> **Aim of the exercise**
Report how many lines in the records below contain the word "desk", giving only the number.

> **Material shown**
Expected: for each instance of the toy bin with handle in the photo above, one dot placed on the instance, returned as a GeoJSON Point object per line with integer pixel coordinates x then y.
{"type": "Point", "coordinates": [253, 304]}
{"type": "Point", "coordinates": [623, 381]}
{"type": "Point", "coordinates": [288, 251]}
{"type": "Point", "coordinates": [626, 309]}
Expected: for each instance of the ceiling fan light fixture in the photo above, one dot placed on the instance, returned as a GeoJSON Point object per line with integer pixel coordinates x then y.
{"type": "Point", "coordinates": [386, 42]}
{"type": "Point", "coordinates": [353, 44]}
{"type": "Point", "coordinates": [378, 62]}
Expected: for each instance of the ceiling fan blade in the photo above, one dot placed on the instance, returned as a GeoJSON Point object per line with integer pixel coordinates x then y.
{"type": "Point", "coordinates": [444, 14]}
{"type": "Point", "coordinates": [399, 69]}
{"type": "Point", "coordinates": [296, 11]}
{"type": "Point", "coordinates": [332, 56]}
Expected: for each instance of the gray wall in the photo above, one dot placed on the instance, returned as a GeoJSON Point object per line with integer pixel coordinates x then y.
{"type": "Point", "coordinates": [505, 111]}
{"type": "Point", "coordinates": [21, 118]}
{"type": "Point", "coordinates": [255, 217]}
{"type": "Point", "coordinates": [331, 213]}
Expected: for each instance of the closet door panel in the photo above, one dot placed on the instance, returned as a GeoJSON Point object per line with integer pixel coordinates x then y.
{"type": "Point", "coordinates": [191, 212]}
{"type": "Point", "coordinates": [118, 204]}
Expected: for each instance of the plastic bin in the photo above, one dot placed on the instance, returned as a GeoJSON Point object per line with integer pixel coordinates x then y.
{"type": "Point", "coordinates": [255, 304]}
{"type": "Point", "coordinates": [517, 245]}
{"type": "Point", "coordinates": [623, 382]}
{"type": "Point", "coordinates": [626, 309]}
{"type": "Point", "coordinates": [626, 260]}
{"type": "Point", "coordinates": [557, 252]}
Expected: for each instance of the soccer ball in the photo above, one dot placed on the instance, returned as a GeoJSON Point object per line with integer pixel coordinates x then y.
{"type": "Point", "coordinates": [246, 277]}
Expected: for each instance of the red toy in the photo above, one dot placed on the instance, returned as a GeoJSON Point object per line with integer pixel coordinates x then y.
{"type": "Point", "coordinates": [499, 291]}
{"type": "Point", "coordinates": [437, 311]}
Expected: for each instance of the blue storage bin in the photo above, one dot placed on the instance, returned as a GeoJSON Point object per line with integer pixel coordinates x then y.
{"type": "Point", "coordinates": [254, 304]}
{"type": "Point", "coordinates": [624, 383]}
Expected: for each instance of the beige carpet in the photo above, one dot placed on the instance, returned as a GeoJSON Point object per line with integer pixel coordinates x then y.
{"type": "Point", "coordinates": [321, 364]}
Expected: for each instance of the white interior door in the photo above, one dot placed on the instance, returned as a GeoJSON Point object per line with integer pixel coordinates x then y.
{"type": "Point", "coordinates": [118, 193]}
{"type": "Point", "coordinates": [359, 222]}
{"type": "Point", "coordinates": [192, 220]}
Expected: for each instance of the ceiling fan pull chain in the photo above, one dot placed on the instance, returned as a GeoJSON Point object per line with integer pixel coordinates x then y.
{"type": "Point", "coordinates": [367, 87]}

---

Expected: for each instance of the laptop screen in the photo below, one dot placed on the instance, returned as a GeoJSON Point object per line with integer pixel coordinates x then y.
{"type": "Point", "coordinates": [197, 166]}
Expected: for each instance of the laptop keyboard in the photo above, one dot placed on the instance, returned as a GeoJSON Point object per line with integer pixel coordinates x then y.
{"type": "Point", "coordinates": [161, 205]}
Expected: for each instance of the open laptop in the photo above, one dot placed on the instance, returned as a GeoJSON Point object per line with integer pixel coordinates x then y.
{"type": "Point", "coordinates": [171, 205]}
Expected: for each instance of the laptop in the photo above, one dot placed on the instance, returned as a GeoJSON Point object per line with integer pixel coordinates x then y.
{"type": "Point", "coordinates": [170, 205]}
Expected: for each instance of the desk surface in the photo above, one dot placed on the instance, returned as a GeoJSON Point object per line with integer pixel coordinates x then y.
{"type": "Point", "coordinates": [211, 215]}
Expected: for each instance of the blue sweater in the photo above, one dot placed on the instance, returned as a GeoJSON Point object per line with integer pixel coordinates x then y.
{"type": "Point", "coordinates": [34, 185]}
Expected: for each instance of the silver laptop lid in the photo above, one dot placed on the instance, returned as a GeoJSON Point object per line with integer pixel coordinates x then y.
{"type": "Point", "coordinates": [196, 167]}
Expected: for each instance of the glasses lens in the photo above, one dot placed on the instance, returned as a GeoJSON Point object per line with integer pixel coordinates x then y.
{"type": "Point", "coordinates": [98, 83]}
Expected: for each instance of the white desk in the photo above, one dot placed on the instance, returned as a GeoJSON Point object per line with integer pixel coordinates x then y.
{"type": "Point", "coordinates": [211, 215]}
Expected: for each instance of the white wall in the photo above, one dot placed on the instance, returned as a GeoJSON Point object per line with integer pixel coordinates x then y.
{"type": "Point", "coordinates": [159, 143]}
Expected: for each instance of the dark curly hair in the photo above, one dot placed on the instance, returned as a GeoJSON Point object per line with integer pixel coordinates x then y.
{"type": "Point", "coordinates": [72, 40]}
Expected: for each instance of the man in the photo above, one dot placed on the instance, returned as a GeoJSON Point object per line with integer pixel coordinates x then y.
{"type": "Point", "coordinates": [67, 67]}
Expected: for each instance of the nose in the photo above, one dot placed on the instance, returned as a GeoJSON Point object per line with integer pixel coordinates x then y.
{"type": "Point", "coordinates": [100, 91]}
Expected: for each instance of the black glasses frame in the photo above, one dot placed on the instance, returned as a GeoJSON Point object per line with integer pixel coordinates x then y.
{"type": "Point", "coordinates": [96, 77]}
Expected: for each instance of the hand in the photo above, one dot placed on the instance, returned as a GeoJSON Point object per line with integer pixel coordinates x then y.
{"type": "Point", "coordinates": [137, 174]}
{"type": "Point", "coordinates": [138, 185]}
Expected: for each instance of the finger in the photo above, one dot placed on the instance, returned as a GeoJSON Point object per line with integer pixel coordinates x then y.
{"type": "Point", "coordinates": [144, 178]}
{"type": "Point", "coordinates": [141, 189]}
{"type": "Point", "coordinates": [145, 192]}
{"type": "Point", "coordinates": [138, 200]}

> **Response below**
2